#### [Description of the task]
Using the entries below, write out the line with "target: tall tree trunk", the line with "sample | <point>192,140</point>", and every line in between, exactly as each is written.

#### [Stored items from a collection]
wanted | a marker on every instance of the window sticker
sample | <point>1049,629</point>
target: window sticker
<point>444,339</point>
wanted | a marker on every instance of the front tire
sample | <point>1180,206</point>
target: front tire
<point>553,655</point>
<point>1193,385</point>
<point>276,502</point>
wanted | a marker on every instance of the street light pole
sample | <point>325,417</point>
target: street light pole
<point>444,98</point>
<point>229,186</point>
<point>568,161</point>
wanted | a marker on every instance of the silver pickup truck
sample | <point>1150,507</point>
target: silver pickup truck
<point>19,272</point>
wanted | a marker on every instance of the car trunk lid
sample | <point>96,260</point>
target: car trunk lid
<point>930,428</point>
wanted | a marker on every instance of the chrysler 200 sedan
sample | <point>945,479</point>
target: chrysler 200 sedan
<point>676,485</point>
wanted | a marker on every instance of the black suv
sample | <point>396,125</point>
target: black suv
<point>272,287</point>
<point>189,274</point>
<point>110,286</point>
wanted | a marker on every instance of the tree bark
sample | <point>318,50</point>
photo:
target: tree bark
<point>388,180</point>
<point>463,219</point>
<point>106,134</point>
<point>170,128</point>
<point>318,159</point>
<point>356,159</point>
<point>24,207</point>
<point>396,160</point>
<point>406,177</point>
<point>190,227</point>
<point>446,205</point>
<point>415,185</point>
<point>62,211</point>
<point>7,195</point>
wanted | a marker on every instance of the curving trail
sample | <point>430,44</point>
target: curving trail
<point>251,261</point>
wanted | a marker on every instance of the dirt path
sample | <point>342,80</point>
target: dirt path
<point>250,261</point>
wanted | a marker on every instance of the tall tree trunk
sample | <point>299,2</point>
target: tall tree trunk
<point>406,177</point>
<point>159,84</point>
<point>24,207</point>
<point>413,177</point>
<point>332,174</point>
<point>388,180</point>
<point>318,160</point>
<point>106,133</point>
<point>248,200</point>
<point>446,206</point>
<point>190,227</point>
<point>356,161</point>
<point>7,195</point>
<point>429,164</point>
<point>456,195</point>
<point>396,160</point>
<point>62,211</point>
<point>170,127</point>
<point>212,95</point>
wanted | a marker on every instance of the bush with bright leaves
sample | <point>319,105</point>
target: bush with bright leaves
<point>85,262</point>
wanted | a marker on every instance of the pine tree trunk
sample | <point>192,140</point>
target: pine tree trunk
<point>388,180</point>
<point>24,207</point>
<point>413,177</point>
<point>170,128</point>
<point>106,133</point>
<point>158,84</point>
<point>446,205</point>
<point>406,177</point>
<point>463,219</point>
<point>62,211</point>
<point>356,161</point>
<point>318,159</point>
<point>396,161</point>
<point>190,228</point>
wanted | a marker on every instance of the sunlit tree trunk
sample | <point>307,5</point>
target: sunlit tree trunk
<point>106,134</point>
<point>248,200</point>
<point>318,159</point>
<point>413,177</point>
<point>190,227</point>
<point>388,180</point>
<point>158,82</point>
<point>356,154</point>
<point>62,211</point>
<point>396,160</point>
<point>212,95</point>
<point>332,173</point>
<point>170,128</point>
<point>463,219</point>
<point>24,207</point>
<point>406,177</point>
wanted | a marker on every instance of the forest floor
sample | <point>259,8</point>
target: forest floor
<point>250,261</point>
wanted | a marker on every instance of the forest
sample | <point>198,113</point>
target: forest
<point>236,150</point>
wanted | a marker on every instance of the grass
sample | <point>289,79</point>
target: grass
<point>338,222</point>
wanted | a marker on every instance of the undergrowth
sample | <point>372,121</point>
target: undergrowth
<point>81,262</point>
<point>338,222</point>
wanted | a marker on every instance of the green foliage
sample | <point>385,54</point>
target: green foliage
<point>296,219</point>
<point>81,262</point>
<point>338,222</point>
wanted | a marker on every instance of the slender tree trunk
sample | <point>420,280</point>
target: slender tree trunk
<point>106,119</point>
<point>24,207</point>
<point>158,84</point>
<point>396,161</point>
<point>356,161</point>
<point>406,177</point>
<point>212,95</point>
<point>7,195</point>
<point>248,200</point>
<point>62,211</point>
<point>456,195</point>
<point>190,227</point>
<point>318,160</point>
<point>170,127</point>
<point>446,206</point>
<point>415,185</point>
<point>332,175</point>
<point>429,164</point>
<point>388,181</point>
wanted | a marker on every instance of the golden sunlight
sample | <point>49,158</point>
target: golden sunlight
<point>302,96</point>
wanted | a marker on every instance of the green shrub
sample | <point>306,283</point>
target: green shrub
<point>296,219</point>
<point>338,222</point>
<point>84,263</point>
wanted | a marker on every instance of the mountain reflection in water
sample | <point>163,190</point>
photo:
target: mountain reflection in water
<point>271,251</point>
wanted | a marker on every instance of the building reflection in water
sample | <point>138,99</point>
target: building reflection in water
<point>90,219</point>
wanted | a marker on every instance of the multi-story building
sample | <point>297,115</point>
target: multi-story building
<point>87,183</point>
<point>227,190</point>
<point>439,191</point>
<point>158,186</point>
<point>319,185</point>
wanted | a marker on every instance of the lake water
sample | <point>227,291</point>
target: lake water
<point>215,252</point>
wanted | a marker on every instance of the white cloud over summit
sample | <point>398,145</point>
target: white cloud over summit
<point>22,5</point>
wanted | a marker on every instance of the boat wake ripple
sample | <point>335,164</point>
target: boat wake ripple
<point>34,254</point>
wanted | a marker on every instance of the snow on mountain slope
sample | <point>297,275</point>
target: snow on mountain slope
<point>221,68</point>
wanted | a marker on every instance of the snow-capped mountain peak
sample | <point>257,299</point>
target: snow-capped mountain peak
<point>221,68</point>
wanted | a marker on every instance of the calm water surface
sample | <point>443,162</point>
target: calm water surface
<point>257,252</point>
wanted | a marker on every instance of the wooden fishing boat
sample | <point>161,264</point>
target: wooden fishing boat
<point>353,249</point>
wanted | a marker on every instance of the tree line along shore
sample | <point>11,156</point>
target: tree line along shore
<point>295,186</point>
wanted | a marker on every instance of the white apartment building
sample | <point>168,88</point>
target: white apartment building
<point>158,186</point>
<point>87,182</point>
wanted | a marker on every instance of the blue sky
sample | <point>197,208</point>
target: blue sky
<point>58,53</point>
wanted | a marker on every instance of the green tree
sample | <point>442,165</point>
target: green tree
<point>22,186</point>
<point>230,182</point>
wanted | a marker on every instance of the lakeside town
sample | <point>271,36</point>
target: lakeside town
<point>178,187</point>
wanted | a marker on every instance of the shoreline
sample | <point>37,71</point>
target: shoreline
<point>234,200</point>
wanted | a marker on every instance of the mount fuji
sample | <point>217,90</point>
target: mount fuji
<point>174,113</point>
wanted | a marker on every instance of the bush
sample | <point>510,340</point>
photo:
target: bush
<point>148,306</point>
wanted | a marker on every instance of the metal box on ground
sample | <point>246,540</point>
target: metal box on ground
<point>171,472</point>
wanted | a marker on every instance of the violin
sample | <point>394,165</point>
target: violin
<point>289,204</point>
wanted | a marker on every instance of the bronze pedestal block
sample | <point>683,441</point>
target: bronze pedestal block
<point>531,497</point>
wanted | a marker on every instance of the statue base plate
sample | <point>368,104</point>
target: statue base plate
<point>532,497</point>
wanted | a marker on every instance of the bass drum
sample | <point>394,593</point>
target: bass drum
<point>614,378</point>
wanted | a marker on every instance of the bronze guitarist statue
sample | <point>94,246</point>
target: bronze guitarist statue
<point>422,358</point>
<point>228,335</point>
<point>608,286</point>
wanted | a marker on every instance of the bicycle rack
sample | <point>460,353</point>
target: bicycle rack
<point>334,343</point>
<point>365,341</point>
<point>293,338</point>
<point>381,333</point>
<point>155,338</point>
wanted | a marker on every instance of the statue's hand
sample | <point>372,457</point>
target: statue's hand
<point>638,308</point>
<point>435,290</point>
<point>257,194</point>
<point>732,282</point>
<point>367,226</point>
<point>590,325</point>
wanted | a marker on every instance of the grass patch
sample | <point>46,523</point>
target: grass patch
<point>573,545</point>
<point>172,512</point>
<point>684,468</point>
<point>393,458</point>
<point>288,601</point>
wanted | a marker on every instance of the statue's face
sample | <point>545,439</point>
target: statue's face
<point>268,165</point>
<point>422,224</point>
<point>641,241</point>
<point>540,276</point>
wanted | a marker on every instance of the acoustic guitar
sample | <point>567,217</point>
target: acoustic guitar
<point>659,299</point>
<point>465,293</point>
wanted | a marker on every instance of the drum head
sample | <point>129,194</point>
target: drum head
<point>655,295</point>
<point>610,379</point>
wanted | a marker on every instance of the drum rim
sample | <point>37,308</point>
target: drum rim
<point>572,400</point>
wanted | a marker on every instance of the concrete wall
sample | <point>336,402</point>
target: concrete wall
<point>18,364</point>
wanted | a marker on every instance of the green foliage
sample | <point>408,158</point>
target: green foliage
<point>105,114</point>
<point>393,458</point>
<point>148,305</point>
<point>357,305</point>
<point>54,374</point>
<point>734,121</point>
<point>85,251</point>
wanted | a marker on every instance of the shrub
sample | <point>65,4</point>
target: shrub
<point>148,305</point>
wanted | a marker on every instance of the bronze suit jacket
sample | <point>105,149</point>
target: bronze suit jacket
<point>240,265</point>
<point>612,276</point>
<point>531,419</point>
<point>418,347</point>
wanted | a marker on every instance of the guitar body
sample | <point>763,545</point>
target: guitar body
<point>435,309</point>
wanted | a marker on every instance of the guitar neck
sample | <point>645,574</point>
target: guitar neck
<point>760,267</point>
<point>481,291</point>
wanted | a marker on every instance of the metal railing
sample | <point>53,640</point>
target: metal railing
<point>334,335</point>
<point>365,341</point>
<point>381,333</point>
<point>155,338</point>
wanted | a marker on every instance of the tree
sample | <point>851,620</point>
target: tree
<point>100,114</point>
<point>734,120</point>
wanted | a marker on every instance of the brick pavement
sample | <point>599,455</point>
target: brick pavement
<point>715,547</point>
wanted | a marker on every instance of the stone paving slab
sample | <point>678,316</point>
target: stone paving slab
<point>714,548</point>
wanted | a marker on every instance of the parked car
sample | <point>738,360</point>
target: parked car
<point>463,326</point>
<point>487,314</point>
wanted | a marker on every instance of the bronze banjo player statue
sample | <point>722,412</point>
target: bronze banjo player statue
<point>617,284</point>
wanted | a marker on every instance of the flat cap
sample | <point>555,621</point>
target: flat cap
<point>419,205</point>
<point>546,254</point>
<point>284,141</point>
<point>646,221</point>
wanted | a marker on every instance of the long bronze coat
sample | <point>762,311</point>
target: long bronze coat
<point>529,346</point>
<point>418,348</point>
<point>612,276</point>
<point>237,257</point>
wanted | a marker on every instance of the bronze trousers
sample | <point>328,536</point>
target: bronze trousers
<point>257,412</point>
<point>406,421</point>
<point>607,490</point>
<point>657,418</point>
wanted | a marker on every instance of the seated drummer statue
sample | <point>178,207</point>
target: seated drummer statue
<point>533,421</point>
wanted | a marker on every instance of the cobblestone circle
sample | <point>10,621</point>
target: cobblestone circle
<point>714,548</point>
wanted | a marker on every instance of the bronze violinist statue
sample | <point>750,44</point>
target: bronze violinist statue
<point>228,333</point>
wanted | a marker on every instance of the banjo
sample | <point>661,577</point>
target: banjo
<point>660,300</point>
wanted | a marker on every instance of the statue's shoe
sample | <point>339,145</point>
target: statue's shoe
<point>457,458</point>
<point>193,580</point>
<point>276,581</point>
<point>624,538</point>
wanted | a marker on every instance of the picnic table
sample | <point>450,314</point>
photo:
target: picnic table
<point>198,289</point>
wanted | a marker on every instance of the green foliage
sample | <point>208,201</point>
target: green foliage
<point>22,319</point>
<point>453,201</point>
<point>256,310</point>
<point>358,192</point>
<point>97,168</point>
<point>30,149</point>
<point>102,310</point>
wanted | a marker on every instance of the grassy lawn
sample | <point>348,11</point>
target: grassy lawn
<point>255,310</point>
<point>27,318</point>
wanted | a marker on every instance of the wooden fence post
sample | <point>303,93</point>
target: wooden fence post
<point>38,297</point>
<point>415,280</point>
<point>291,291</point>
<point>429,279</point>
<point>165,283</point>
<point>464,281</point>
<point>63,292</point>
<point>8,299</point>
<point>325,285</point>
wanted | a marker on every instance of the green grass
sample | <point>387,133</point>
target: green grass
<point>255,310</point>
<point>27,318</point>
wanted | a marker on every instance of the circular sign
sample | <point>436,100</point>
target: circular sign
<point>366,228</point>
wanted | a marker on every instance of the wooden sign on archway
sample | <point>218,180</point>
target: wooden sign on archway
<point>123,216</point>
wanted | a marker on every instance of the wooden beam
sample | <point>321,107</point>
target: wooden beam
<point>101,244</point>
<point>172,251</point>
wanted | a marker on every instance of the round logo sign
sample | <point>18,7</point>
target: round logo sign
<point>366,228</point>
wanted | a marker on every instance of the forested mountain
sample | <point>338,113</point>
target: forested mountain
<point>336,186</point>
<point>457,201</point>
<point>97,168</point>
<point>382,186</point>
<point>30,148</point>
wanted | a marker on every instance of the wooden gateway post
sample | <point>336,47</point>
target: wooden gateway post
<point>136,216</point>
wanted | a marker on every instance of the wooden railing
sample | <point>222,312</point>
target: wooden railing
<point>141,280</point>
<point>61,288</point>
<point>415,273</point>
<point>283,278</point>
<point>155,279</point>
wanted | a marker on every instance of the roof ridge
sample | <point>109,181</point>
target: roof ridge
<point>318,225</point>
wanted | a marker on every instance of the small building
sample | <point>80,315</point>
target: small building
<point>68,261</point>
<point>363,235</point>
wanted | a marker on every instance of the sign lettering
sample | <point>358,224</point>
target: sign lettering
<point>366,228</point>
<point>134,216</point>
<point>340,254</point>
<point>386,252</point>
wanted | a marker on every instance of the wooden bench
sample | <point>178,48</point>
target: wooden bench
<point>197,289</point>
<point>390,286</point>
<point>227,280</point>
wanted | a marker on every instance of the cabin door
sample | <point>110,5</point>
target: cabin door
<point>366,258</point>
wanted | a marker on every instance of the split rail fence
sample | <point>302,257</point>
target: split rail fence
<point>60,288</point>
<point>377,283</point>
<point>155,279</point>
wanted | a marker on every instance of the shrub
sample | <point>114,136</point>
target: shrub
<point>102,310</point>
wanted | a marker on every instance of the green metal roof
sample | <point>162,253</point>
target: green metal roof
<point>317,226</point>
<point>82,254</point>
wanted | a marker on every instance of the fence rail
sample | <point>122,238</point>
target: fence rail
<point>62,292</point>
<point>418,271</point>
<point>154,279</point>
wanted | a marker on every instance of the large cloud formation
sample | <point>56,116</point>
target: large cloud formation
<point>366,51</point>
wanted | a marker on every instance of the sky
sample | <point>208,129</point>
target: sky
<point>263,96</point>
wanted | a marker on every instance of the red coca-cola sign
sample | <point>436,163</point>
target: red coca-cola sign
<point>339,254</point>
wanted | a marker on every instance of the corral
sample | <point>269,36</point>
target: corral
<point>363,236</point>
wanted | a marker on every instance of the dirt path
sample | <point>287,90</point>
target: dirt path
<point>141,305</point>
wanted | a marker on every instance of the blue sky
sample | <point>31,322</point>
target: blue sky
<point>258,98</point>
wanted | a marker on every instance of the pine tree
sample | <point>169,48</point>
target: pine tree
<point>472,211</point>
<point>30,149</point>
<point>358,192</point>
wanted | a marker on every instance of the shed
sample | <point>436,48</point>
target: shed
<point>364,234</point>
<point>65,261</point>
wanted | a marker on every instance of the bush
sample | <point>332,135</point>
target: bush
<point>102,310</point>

#### [Answer to the problem]
target: tall tree trunk
<point>406,177</point>
<point>159,84</point>
<point>24,207</point>
<point>413,177</point>
<point>332,174</point>
<point>388,180</point>
<point>318,160</point>
<point>106,133</point>
<point>248,200</point>
<point>446,206</point>
<point>190,227</point>
<point>356,161</point>
<point>7,195</point>
<point>429,164</point>
<point>456,195</point>
<point>396,160</point>
<point>62,211</point>
<point>170,127</point>
<point>212,95</point>
wanted | a marker on every instance of the bush with bright leaves
sample | <point>319,105</point>
target: bush with bright leaves
<point>85,262</point>
wanted | a marker on every instance of the pine tree trunk
sample | <point>192,140</point>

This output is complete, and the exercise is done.